Dataset excerpts START
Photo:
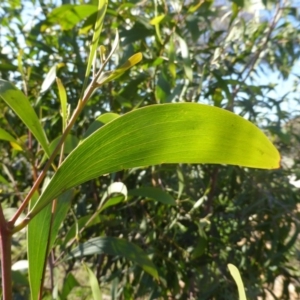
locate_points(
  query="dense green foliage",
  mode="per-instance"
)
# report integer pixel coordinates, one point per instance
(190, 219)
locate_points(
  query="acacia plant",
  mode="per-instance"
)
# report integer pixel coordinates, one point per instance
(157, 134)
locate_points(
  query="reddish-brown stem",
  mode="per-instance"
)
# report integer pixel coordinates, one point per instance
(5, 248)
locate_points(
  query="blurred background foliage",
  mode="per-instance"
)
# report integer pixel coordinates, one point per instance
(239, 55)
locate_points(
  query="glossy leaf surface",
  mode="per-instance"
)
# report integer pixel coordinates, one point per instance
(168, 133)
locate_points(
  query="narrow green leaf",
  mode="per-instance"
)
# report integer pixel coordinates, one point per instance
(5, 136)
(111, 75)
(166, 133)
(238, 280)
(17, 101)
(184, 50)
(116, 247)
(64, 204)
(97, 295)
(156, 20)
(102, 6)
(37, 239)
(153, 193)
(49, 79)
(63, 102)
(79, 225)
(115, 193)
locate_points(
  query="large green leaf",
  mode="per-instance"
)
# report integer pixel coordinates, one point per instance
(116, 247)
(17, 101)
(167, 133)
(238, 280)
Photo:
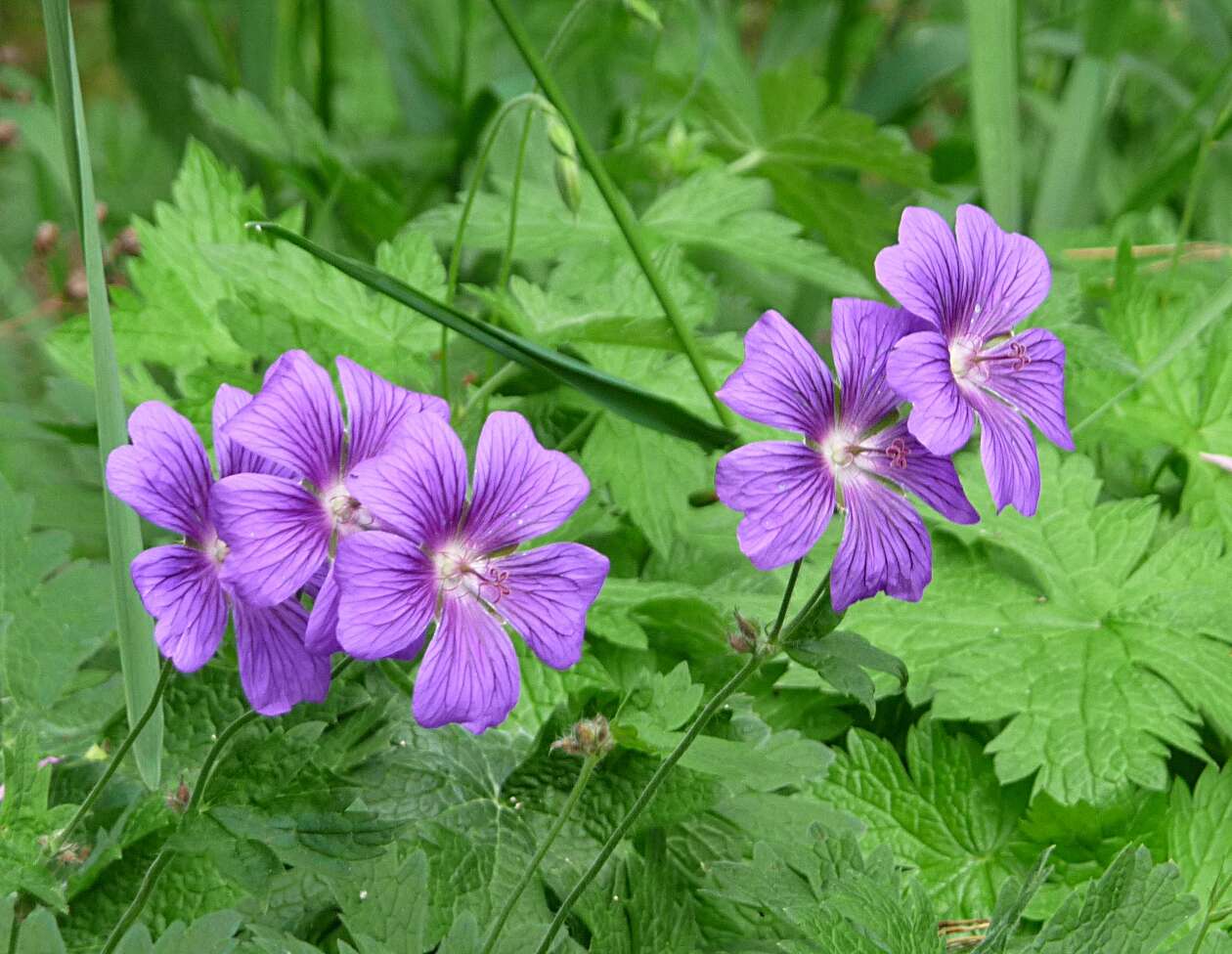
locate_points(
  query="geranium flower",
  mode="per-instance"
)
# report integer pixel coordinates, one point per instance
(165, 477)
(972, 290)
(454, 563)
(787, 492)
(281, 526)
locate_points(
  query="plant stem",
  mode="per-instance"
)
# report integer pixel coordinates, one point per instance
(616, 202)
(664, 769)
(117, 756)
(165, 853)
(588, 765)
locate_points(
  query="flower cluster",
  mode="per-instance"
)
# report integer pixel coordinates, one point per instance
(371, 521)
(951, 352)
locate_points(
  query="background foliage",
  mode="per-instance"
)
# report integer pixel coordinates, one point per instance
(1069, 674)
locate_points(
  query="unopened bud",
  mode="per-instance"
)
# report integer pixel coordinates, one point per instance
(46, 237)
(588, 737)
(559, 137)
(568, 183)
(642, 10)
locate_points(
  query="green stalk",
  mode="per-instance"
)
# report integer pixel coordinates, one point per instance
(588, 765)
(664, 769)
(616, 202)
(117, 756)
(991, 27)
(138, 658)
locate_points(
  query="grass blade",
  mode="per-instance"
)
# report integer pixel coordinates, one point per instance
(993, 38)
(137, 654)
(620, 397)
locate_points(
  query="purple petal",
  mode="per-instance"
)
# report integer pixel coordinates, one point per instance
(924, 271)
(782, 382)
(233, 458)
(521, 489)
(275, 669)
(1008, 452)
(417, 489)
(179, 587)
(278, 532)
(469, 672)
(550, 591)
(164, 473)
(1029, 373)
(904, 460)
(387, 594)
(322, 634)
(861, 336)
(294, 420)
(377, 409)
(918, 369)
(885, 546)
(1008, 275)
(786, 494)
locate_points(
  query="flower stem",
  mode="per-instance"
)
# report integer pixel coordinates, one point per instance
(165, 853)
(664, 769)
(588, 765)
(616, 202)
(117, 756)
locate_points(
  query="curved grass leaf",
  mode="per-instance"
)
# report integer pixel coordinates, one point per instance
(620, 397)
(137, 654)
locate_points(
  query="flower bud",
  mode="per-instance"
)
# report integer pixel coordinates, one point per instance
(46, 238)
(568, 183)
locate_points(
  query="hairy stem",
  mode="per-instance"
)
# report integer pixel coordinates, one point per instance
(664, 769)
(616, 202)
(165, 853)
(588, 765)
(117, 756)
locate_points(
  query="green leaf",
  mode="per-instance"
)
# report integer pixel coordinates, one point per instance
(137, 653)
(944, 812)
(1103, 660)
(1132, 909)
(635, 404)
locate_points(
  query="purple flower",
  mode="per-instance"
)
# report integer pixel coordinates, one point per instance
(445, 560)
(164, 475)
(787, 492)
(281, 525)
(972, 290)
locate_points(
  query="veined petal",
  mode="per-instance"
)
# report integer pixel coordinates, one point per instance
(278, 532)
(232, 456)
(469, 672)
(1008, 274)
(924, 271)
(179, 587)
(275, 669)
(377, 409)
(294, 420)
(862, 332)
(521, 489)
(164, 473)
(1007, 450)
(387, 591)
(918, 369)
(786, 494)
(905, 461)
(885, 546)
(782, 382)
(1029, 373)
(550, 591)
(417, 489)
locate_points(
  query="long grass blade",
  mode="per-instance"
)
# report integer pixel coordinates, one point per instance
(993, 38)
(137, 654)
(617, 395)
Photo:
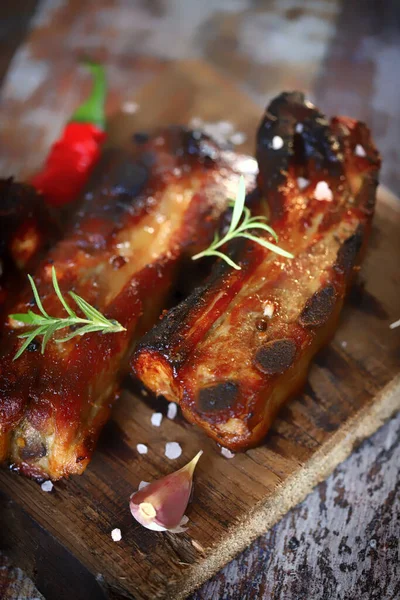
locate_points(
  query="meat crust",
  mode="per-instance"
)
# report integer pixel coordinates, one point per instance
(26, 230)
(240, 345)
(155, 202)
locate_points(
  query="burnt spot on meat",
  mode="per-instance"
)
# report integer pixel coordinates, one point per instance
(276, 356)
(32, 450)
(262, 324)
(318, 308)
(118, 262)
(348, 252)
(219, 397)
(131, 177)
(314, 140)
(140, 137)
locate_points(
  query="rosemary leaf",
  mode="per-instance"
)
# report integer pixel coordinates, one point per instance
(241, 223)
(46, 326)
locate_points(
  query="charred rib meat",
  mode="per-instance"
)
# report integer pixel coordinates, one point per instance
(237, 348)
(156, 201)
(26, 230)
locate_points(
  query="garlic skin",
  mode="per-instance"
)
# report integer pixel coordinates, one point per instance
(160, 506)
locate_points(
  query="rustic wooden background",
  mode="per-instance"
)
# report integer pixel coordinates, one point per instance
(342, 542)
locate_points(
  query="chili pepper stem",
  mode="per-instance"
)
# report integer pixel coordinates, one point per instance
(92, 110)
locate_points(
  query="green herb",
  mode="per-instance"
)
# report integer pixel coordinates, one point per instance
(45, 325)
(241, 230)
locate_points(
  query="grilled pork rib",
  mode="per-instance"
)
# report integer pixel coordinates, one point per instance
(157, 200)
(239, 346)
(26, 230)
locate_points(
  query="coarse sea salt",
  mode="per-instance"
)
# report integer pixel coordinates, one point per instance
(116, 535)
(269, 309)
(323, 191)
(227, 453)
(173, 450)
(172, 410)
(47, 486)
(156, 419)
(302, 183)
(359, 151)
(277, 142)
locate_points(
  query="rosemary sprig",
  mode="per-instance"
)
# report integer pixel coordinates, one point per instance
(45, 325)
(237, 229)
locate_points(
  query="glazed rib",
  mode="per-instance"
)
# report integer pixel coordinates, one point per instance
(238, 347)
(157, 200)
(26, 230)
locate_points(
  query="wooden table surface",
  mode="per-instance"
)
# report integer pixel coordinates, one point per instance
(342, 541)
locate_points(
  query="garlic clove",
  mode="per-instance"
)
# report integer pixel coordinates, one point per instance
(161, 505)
Dataset excerpts END
Across all the entries above, count each line that has the word "grass" in it, and give only the count.

**Answer to the exercise:**
3